▸ Required work: Rewrite all the records below, changing every "thickest part" to "widest part" and leaving everything else as it is.

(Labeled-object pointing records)
+--

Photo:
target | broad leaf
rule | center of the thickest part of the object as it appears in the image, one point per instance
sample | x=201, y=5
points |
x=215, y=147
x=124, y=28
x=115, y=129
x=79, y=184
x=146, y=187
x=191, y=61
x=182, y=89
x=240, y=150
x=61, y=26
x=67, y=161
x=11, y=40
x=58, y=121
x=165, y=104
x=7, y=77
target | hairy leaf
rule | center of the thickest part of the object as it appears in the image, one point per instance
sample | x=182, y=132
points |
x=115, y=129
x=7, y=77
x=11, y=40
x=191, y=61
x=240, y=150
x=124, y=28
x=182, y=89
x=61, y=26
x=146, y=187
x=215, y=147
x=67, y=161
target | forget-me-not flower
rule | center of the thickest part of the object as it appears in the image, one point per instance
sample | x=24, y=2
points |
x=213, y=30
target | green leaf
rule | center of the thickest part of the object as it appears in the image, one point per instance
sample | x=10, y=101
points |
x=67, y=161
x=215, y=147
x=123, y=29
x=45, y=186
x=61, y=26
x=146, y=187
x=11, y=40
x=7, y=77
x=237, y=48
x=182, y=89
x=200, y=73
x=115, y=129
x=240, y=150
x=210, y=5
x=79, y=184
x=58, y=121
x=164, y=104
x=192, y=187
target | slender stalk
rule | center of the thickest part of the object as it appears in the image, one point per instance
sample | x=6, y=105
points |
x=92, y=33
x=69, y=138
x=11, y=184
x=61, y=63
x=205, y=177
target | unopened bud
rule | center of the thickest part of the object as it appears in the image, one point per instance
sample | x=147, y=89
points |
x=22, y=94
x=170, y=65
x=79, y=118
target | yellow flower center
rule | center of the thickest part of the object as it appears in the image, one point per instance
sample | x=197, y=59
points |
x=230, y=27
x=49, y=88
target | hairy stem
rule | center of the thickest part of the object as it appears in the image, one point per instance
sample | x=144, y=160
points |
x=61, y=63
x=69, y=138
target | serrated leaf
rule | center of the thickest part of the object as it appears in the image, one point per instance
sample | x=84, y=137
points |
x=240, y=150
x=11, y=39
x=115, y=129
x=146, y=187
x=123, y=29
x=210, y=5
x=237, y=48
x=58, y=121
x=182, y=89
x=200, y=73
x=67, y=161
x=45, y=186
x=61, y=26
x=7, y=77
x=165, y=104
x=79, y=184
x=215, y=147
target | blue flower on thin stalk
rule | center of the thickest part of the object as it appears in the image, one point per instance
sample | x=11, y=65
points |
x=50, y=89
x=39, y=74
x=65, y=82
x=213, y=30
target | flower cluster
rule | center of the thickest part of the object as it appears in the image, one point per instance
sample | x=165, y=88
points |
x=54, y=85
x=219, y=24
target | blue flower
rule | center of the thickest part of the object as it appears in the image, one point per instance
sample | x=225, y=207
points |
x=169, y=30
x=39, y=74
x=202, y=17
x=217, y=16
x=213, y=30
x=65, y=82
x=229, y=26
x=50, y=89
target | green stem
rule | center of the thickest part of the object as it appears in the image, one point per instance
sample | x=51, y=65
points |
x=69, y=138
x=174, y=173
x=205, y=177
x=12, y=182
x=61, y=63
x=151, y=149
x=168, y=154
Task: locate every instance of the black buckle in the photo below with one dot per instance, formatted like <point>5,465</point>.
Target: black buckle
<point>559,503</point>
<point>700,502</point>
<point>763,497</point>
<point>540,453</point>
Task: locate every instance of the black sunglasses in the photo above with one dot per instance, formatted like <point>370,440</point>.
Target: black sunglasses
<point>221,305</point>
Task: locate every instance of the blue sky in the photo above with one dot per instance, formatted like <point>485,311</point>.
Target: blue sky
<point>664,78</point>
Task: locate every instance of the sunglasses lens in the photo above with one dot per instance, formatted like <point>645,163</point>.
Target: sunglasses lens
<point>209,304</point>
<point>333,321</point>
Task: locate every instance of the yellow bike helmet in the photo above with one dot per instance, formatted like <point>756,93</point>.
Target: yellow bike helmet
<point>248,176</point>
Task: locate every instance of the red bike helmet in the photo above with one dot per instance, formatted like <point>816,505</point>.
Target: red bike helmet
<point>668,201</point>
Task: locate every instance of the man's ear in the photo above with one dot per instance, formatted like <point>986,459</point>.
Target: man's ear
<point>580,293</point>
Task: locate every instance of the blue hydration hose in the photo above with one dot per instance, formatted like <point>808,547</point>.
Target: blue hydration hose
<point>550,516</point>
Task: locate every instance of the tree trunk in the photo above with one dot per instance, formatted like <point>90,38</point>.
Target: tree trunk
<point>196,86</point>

+--

▸ The reply:
Photo:
target | broad leaf
rule | center of the widest part of the object as it appears in the image, one point per instance
sample | x=201, y=5
points |
x=215, y=147
x=124, y=28
x=115, y=129
x=79, y=184
x=146, y=187
x=191, y=61
x=182, y=89
x=240, y=150
x=61, y=26
x=67, y=161
x=11, y=40
x=58, y=121
x=165, y=104
x=7, y=77
target | hairy leaf
rule | center of the widest part of the object as it appears in the image, one point per instance
sample | x=182, y=132
points |
x=115, y=129
x=7, y=77
x=11, y=40
x=191, y=61
x=240, y=150
x=124, y=28
x=182, y=89
x=61, y=26
x=146, y=187
x=215, y=147
x=67, y=161
target | forget-me-not flower
rule | center of the widest part of the object as it appears in the image, one point per instance
sample | x=24, y=2
points |
x=213, y=30
target | green leaf
rule | center of the widest part of the object as it appears in the image, one point per instance
sample | x=10, y=101
points |
x=67, y=161
x=215, y=147
x=123, y=29
x=45, y=186
x=61, y=26
x=146, y=187
x=11, y=40
x=7, y=77
x=237, y=48
x=182, y=89
x=200, y=73
x=115, y=129
x=240, y=150
x=210, y=5
x=79, y=184
x=58, y=121
x=164, y=104
x=192, y=187
target | slender stalk
rule | center of the widest part of the object as it appears in the image, one point per instance
sample | x=6, y=105
points |
x=92, y=33
x=69, y=138
x=11, y=184
x=61, y=63
x=205, y=177
target | unopened bud
rule | center of the widest part of the object as it appears in the image, one point per instance
sample | x=147, y=89
points |
x=22, y=94
x=170, y=65
x=79, y=118
target | yellow flower center
rule | center of the widest part of the object as it appears in the image, one point per instance
sample | x=197, y=59
points |
x=230, y=27
x=49, y=88
target | hairy stem
rule | center of the widest part of the object as it appears in the image, one point per instance
sample | x=144, y=160
points |
x=61, y=63
x=69, y=138
target | serrated leaf
rule | center of the widest part of the object as it appears in the image, one point per instance
sample | x=84, y=137
points |
x=240, y=150
x=11, y=39
x=115, y=129
x=146, y=187
x=123, y=29
x=210, y=5
x=237, y=48
x=58, y=121
x=182, y=89
x=200, y=73
x=67, y=161
x=45, y=186
x=61, y=26
x=7, y=77
x=165, y=104
x=79, y=184
x=215, y=147
target | blue flower on thin stalk
rule | center of the widest part of the object as it appears in the image, one point per instance
sample | x=11, y=65
points |
x=50, y=89
x=39, y=74
x=65, y=82
x=213, y=30
target | flower cluster
rule | center of the widest part of the object as it appears in the image, one point per instance
sample | x=165, y=88
points |
x=54, y=85
x=219, y=24
target | blue flower
rule | center of the widest part of the object as it appears in the image, one point per instance
sample | x=225, y=207
points |
x=169, y=30
x=39, y=74
x=202, y=17
x=217, y=16
x=213, y=30
x=65, y=82
x=229, y=26
x=50, y=89
target | green stem
rule | center of the widest part of the object as it appears in the image, one point per instance
sample | x=51, y=65
points |
x=69, y=138
x=174, y=173
x=205, y=177
x=12, y=182
x=61, y=63
x=151, y=149
x=168, y=154
Task: locate every instance of the black buckle in the photo below with one dot per instance, formatted like <point>5,465</point>.
Target: black buckle
<point>559,503</point>
<point>700,502</point>
<point>763,497</point>
<point>540,453</point>
Task: locate every instance of the black sunglasses in the photo above with one dot per instance, formatted like <point>370,440</point>.
Target: black sunglasses
<point>221,305</point>
Task: locate every instance of the blue sky in the photo above with one dot per instance, formatted like <point>485,311</point>.
Target: blue sky
<point>664,78</point>
Task: locate every instance of the sunglasses lens in the photo above with one dot per instance, formatted like <point>645,163</point>.
Target: sunglasses lens
<point>209,304</point>
<point>333,321</point>
Task: locate every instance of the yellow bike helmet in the photo above with one dot per instance, formatted like <point>756,93</point>.
Target: yellow bike helmet
<point>248,176</point>
Task: locate every instance of the red bike helmet in the photo above with one dot per instance, formatted like <point>816,505</point>.
Target: red bike helmet
<point>668,201</point>
Task: locate every instance of the man's ear in the photo above with one dot per instance, formatted like <point>986,459</point>.
Target: man's ear
<point>580,293</point>
Task: locate every instance of the blue hydration hose in the photo above with one dot per instance, formatted like <point>808,547</point>.
Target: blue hydration hose
<point>550,516</point>
Task: locate every instance of the tree trunk in the photo above with one dot per instance, formatted like <point>90,38</point>.
Target: tree trunk
<point>196,86</point>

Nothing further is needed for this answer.